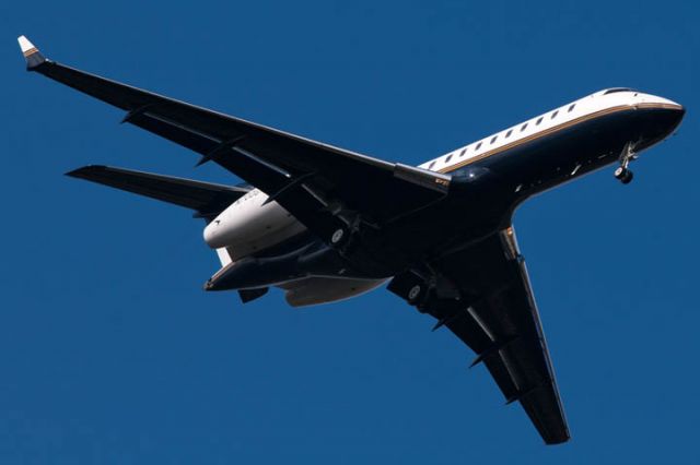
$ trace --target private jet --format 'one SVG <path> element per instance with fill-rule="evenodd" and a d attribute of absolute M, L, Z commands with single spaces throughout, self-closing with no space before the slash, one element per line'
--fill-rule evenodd
<path fill-rule="evenodd" d="M 137 126 L 244 182 L 214 184 L 91 165 L 67 175 L 176 204 L 207 225 L 221 262 L 206 290 L 292 307 L 386 288 L 433 317 L 520 403 L 547 444 L 570 432 L 512 218 L 527 199 L 673 134 L 681 105 L 607 88 L 415 167 L 316 142 L 49 60 L 19 37 L 30 71 L 125 111 Z"/>

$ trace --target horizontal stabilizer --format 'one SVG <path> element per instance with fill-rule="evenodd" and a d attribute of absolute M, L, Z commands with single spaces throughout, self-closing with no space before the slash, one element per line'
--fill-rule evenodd
<path fill-rule="evenodd" d="M 20 43 L 20 48 L 22 49 L 22 53 L 26 60 L 27 70 L 32 71 L 46 61 L 46 58 L 44 58 L 39 49 L 36 48 L 26 37 L 18 37 L 18 43 Z"/>
<path fill-rule="evenodd" d="M 100 165 L 84 166 L 66 176 L 191 208 L 203 218 L 218 215 L 250 190 Z"/>

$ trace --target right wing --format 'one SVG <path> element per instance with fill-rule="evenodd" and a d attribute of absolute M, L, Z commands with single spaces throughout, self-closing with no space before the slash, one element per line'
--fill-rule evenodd
<path fill-rule="evenodd" d="M 19 39 L 27 69 L 127 111 L 259 188 L 328 240 L 339 227 L 390 224 L 445 196 L 450 176 L 388 163 L 85 73 Z"/>
<path fill-rule="evenodd" d="M 219 215 L 250 190 L 100 165 L 84 166 L 66 175 L 191 208 L 205 219 Z"/>
<path fill-rule="evenodd" d="M 545 333 L 513 228 L 431 264 L 458 294 L 446 299 L 427 296 L 419 309 L 438 319 L 435 329 L 450 329 L 477 354 L 471 365 L 486 365 L 506 403 L 521 403 L 547 444 L 568 441 Z M 410 300 L 411 288 L 421 293 L 419 283 L 409 272 L 388 288 Z"/>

Task instructions >> Lay out every line of the entries above as a JSON list of strings, one string per line, with blank lines left out. Leave the pictures out of the answer.

Exercise output >>
[
  "$ trace --target private jet --format 'one SVG <path> element per instance with fill-rule=\"evenodd\" and a d attribute of absolute M, L, Z commands with single spaces throughout, self-closing with no space before the slash, one element per line'",
  "--fill-rule evenodd",
  "<path fill-rule=\"evenodd\" d=\"M 137 126 L 244 182 L 214 184 L 91 165 L 67 175 L 176 204 L 207 225 L 221 262 L 206 290 L 292 307 L 386 288 L 433 317 L 520 403 L 547 444 L 570 432 L 512 218 L 527 199 L 673 134 L 681 105 L 607 88 L 415 167 L 316 142 L 49 60 L 19 37 L 30 71 L 125 111 Z\"/>",
  "$ trace --target horizontal stabilizer --format 'one SVG <path> element per instance with fill-rule=\"evenodd\" and a d attribute of absolute M, L, Z commands with single spaces throughout, self-closing with no space before the slash, one element per line'",
  "--fill-rule evenodd",
  "<path fill-rule=\"evenodd\" d=\"M 20 43 L 20 48 L 22 49 L 22 53 L 26 60 L 27 70 L 32 71 L 46 61 L 46 58 L 44 58 L 39 49 L 36 48 L 26 37 L 18 37 L 18 43 Z\"/>",
  "<path fill-rule=\"evenodd\" d=\"M 100 165 L 84 166 L 66 176 L 191 208 L 203 218 L 218 215 L 250 190 Z\"/>",
  "$ trace --target right wing --format 'one SVG <path> element per instance with fill-rule=\"evenodd\" and a d attribute of absolute M, L, Z commands with single spaces throughout, self-closing with no space before the slash, one element per line'",
  "--fill-rule evenodd",
  "<path fill-rule=\"evenodd\" d=\"M 19 39 L 27 69 L 127 111 L 259 188 L 328 240 L 339 227 L 390 224 L 445 196 L 450 176 L 388 163 L 85 73 Z\"/>",
  "<path fill-rule=\"evenodd\" d=\"M 219 215 L 250 190 L 100 165 L 84 166 L 66 175 L 191 208 L 205 219 Z\"/>",
  "<path fill-rule=\"evenodd\" d=\"M 545 333 L 513 228 L 431 264 L 458 294 L 446 299 L 427 296 L 419 309 L 438 319 L 435 329 L 450 329 L 477 354 L 471 365 L 486 365 L 506 403 L 521 403 L 547 444 L 568 441 Z M 410 300 L 411 288 L 421 293 L 419 283 L 409 272 L 388 288 Z\"/>"
]